__Work order 1__
Answer these questions using the article about police monitoring of fracking opponents, writing each answer on its own line with the same letter:
(a) What subject does Wendy Lee teach, and at which university?
(b) In which Pennsylvania county was the gas compressor that the activists visited?
(c) What is the intelligence-sharing network that Mike Hutson belongs to called?
__Work order 2__
For each statement below, say yes or no to whether it agrees with the article about police monitoring of fracking opponents, and quote the words of the article that decide it:
(a) Jeremy Alderson was charged with a crime.
(b) The Marcellus Shale Coalition sent an email instead of giving an interview.
(c) Jim Beiver worked on eco-terrorism cases.
__Work order 3__
Continue the article about police monitoring of fracking opponents from its last sentence.

__Document text__
....................
Photo: Sergei Chuzavkov/AP



11. Fracking Opponents Feel Police Pressure In Some Drilling Hotspots

Wendy Lee, an anti-fracking activist and philosophy professor at Bloomsburg University of Pennsylvania, has always protested peacefully. So she was stunned last winter when a state trooper came to her home to ask her about eco-terrorism and pipe bombs.
The trooper was investigating an alleged trespassing incident that involved Lee and two other activists visiting a gas compressor in Pennsylvania's Lycoming County in June 2013. Lee says they stayed on a public road and left when security guards told them to go away.

AROUND THE NATION
Citing Health, Environment Concerns, New York Moves To Ban Fracking
Lee was never charged with anything and believes the trooper's visit was intended simply to intimidate her. "They're clearly there to send the message that they protect the industry," she says.
Hydraulic fracturing, or fracking, has been controversial in the U.S. since the business began to boom. As protests have grown across the country, some police departments have begun working closely with the oil and gas industries to monitor activists. The surveillance is taking place in drilling hotspots in Pennsylvania, Texas and the Rocky Mountains.
The same Pennsylvania trooper who questioned Lee also traveled to upstate New York and, along with a New York state trooper, questioned Jeremy Alderson, an activist who was with Lee at the compressor.
"Having two troopers show up at your door when you can't imagine anything you've done wrong, that's kind of scary, because you don't know what's happened," says Alderson.
Like Lee, Alderson was never charged with a crime.
The Pennsylvania trooper, Mike Hutson, declined to comment for this story, as did the state police. (The Marcellus Shale Coalition, an industry trade group, declined to be interviewed but sent an email stating, "Safety is the industry's top priority.") But documents obtained by NPR member station WITF through an open records request show that he is part of a broader intelligence-sharing network between the oil and gas industry and federal, state and local law enforcement called the Marcellus Shale Operators' Crime Committee.
Similar partnerships have sprung up in other oil and gas plays around the country, including in south and east Texas and the Rocky Mountains.
Some of the biggest drilling companies in the U.S. work closely with FBI task forces to monitor potential threats.
Jim Beiver, a retired Pennsylvania State Police trooper, emphasizes that the priority for the police "is protecting people." Although he never worked on energy issues or eco-terrorism, he spent much of his time as an investigator.
....................
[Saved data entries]

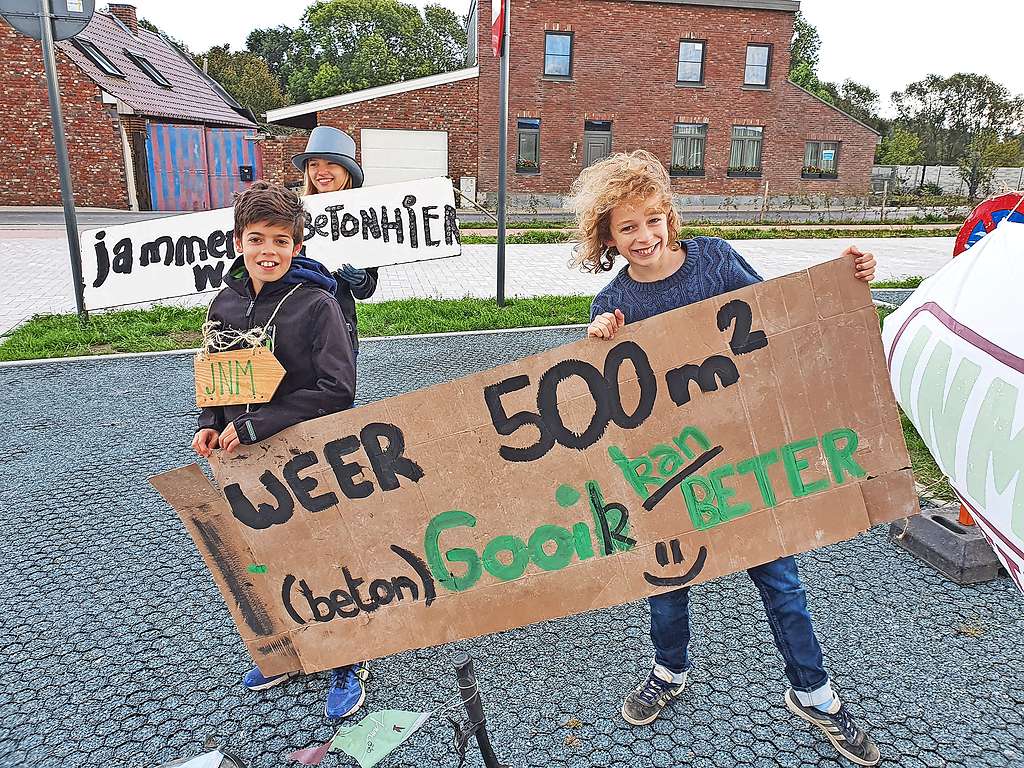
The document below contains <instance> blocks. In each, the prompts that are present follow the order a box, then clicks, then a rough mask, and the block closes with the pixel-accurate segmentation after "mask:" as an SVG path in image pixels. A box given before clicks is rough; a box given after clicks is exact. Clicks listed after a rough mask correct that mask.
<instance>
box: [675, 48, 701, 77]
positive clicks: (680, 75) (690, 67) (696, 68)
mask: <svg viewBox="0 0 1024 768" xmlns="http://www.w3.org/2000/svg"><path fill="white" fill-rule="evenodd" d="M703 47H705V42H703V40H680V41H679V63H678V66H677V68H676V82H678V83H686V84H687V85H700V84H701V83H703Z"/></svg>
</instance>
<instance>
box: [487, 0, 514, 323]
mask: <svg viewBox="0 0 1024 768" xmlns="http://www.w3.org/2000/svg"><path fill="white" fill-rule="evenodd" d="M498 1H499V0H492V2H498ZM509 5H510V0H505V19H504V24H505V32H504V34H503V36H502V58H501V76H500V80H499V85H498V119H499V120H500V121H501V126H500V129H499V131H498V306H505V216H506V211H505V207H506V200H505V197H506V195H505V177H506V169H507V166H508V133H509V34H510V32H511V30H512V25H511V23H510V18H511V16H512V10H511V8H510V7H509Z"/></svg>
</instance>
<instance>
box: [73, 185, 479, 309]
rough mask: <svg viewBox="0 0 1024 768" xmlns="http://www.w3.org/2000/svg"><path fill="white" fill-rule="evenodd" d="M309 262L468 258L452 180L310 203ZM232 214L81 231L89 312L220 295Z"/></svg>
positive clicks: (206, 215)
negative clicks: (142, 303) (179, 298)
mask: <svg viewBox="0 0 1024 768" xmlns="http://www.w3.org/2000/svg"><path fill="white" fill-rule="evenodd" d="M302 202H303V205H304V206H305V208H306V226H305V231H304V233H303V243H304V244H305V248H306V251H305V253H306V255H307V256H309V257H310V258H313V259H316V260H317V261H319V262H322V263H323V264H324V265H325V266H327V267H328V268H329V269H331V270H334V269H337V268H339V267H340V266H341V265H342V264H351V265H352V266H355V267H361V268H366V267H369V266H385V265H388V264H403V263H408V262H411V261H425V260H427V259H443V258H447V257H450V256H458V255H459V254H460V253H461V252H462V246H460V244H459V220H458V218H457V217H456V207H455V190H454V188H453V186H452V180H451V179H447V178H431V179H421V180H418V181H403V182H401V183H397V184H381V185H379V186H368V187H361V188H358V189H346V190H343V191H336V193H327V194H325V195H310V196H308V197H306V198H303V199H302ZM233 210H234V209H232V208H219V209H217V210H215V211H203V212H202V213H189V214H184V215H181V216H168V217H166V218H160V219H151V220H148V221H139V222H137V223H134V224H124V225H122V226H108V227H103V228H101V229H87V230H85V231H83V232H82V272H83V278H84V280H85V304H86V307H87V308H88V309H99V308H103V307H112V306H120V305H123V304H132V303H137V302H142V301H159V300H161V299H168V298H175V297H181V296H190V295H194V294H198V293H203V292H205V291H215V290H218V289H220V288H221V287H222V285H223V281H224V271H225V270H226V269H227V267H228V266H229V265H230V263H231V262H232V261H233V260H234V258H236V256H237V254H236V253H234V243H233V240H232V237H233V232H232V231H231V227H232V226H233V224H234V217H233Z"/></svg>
....................
__Exercise response 1__
(a) Philosophy, at Bloomsburg University of Pennsylvania.
(b) Lycoming County.
(c) The Marcellus Shale Operators' Crime Committee.

__Exercise response 2__
(a) No: "Like Lee, Alderson was never charged with a crime."
(b) Yes: "declined to be interviewed but sent an email stating, "Safety is the industry's top priority.""
(c) No: "Although he never worked on energy issues or eco-terrorism"

__Exercise response 3__
There have been reports of pipe bombs, charred debris and gunshots fired at gas sites in Pennsylvania, but the incidents have not been publicly linked to activists.
Beiver says people without criminal records can still turn to violence.
"We always tried to maintain the balance of gathering information, doing our job and keeping in mind the rights of the people — keeping in mind the Constitution," says Beiver.
But not everyone believes that police are striking the right balance.
Paul Rossi is an attorney for the Gas Drilling Awareness Coalition, an anti-fracking group in northeastern Pennsylvania that recently settled a lawsuit with the state after it was erroneously labeled a terrorist threat back in 2010.
Rossi says he's disturbed to hear about the surveillance. "I'm about as flabbergasted as an attorney can be at the serial violations of First Amendment rights in this state," he says.
Partnerships between industry and police are not new. In fact, the Pennsylvania State Police was formed to quell violence between mining companies and their workers more than a century ago.
The state police have a proud history of protecting the public, says West Virginia State University College of Law professor Patrick McGinley. "But that history doesn't have to be whitewashed, and historically there were abuses," he says.
Activists like Lee believe those abuses continue to this day. She filed an open records request with the state police to try to find out why she was questioned. Her request was denied because the documents are part of an ongoing criminal investigation. Lee still hopes to get the records and is appealing the decision.

This story comes to us from StateImpact Pennsylvania, a public media reporting project covering Pennsylvania's energy economy.